PASSAGE:
Now, a group of scientists at Ocean University of China in Qingdao, China, may have helped to enhance the quality of underwater imaging. In a new methodology, they used a mathematical approach called logical stochastic resonance (LSR) to improve underwater viewing.
The LSR algorithms, when applied to the underwater images with poor quality, helped improve the ability of the team to visually detect objects. The study results are published in The Optical Society’s journal Optics Letters.
Earlier, the LSR method was mainly restricted to theoretical research. But now, the new study expands and applies the LSR method to practical problems of identifying objects through a highly scattering medium, such as turbid seawater.
Our work is an interesting trial to apply LSR to process a degraded image produced by underwater imaging through a turbid medium. It is a helpful advance because inherent noise and nonlinearity cause difficulty in processing these images through conventional image processing methods.
Nan Wang, College of Information Science & Engineering
Their new method to use LSR for a visual problem shows the efficacy of their algorithm in obtaining required information that helps in detecting the object in a noisy background.
LSR is a counter-intuitive concept to some extent. The fundamental concept is to combine the broadband noise and a noise-degraded signal in a non-linear medium in order to improve components of signal frequency over the background noise, a type of constructive interference procedure that can create increased clarity from within noisy records.
LSR is more frequently considered with regard to voltage and noise fluctuations in non-linear electronic systems. For instance, in electronics, LSR can be applied to solve multiple dynamic systems and make a logical or productive interaction that can be modulated and tuned. This can lead to a controlled current as well as more energy-efficient electronics.
In the study, scientists adapted the LSR method to the “visual noise” problem that degrades the quality of standard image processing. In the current situation, the noise happens due to suspended particles present in the water that produces variations in the scattering and absorption of light, a common state of water in nature, particularly seawater.

ACTIONS TO TAKE:
A. Answer these from the passage on underwater imaging:
(i) Where are the scientists who developed the new method based?
(ii) In which journal were the study results published?
(iii) In the study, what causes the noise in the underwater images?
B. Extend the passage on underwater imaging with a paragraph that picks up after its final sentence.

[Records held in a dataset]
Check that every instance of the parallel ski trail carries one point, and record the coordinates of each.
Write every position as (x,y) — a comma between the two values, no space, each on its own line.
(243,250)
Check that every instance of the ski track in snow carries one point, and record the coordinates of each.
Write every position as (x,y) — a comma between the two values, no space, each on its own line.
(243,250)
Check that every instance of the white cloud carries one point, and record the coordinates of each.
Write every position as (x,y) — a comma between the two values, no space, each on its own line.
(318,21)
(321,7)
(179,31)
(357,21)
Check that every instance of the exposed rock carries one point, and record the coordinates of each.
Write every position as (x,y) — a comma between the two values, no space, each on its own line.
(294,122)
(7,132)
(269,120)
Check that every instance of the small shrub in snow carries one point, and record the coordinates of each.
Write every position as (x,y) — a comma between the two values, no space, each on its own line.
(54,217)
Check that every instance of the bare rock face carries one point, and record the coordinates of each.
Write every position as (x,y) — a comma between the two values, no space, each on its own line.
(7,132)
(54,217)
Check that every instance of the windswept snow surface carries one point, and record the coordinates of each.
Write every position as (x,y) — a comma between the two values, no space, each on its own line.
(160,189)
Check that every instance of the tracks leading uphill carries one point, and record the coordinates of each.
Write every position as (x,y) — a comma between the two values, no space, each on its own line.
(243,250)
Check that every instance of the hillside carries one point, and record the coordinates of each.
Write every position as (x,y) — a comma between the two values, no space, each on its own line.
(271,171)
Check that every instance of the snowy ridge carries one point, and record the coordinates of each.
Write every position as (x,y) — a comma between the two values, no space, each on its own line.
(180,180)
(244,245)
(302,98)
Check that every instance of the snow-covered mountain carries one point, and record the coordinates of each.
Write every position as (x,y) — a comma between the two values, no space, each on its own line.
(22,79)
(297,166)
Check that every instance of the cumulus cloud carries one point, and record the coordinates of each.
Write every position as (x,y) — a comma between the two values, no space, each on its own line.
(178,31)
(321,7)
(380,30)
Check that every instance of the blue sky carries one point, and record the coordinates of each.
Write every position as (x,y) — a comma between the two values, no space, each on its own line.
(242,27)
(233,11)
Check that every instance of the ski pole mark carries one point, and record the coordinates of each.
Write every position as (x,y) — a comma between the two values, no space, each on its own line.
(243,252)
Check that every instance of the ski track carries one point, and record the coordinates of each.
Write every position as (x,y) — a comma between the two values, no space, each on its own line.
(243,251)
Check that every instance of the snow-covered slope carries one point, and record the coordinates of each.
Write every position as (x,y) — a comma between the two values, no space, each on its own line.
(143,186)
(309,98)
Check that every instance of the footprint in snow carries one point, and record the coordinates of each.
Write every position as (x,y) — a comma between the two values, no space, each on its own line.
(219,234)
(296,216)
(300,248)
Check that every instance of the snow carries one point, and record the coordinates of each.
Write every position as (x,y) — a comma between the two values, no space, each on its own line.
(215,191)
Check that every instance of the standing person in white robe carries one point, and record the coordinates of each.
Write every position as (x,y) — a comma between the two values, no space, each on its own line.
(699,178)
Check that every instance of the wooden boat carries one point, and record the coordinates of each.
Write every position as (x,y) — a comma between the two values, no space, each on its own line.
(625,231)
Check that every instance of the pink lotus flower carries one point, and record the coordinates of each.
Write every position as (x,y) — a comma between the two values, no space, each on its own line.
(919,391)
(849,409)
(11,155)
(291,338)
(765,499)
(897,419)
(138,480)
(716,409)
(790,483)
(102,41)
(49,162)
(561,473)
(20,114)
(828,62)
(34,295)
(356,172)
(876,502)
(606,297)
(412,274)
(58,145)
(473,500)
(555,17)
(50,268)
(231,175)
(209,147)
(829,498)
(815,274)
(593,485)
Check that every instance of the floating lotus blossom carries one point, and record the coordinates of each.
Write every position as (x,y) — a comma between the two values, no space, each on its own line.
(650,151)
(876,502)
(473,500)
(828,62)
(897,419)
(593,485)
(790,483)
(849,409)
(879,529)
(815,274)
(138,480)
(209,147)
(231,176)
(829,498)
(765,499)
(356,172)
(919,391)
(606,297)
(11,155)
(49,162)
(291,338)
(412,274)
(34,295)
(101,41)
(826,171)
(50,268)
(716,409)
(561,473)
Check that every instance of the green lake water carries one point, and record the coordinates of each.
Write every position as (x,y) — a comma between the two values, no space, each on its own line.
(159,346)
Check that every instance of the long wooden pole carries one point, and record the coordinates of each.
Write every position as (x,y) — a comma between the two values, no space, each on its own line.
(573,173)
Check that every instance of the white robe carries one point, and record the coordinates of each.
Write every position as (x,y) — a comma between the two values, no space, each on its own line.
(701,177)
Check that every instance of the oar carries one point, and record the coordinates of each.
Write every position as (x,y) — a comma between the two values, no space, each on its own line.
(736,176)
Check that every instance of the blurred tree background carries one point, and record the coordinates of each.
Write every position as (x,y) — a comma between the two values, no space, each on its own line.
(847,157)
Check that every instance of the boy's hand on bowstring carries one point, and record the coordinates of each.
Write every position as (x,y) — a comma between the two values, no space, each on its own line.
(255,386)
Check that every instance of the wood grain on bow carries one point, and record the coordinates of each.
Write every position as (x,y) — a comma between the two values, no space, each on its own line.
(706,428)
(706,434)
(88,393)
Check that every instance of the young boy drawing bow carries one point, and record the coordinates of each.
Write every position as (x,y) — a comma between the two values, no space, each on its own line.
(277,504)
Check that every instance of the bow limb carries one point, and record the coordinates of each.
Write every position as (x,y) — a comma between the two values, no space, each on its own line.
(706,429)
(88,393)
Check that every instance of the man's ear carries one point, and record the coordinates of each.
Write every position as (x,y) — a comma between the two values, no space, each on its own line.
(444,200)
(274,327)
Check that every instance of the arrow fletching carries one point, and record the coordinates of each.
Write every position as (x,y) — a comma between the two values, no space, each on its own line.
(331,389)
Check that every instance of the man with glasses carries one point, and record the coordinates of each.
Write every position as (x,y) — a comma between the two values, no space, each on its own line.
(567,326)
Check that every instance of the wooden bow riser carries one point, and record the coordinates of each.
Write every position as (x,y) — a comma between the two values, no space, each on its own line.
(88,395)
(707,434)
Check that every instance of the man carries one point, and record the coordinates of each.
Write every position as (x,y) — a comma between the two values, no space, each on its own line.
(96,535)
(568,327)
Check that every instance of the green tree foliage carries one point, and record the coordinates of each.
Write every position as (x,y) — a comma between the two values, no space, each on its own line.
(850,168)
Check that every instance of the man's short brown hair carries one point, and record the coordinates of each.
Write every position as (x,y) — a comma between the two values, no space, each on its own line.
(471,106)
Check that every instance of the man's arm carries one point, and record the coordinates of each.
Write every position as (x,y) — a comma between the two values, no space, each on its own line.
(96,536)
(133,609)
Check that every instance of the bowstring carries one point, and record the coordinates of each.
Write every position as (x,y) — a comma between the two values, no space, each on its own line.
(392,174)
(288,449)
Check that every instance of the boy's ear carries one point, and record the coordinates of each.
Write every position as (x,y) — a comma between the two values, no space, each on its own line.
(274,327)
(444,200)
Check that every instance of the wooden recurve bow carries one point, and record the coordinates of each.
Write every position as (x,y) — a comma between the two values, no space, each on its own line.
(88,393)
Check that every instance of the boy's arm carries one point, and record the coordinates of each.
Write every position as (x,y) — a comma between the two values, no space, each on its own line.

TASK-BY-TASK OUTPUTS:
A.
(i) Ocean University of China in Qingdao, China.
(ii) Optics Letters, a journal of The Optical Society.
(iii) Suspended particles in the water, which vary the scattering and absorption of light.

B.
There are several steps involved in the LSR experiment. Firstly, scientists attained a heavily degraded, noisy underwater image. After that, they placed the image as an input signal in the LSR system. Then, they input additional noise in order to deal with the inherent noise, consider it as the constructive interference step as it helped separate objects in the background image. The improved object detection produced by this process can directly indicate whether a pixel belongs to the background or the object.
Results in the natural offshore area demonstrate the effect of LSR in image processing, and the proposed method creates an interesting effect in the processing of heavily degraded images.
Nan Wang, College of Information Science & Engineering
Finally, the contrast enhancement and color correction algorithms, such as histogram equalization and white balance, can be used to generate a visually pleasing image, he added.
Wang and his collaborators conducted their research in Jiaozhou Bay in Northeast China. They fought high seas for several days on a ship, making their effort difficult. “The big waves made a lot of trouble for us in trying to capture useful images,” Wang said. Despite this problem, the scientists are excited to validate their work, refine it and expand its applications in order to overcome obstacles of viewing underwater.